What the task asks:
Below this line is a set of entries; quote exactly the lines from the line that contains "[tag] green stripe" to the line that contains "Target: blue sky", both lines included.

Excerpted data:
-*-*-
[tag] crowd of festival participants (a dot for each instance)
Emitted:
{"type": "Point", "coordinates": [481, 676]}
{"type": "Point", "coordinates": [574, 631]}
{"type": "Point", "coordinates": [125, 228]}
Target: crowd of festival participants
-*-*-
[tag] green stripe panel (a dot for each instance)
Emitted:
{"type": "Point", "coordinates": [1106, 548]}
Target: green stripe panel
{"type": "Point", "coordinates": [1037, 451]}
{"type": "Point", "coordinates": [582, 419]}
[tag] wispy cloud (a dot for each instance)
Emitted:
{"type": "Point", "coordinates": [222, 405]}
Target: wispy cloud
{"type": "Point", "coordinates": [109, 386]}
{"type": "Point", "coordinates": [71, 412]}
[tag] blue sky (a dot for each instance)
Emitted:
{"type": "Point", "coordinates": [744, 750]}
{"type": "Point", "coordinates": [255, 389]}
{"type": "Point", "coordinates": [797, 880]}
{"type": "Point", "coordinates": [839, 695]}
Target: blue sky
-*-*-
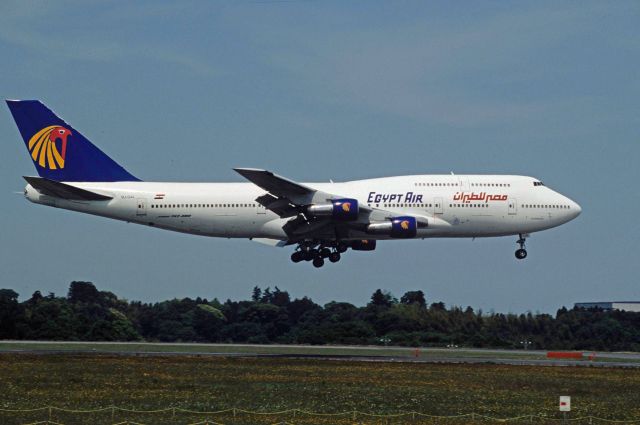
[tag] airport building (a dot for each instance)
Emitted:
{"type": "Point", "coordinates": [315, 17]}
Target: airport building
-*-*-
Task output:
[tag] green stripe panel (a dot for each instance)
Emitted:
{"type": "Point", "coordinates": [1106, 548]}
Target: green stripe panel
{"type": "Point", "coordinates": [1037, 451]}
{"type": "Point", "coordinates": [582, 419]}
[tag] wispy cloud (a dot for each instance)
Emitted:
{"type": "Point", "coordinates": [222, 405]}
Target: wispy cloud
{"type": "Point", "coordinates": [109, 386]}
{"type": "Point", "coordinates": [71, 412]}
[tag] blue sky (a dot for each instance)
Emitted:
{"type": "Point", "coordinates": [744, 750]}
{"type": "Point", "coordinates": [255, 389]}
{"type": "Point", "coordinates": [797, 880]}
{"type": "Point", "coordinates": [839, 695]}
Target: blue sky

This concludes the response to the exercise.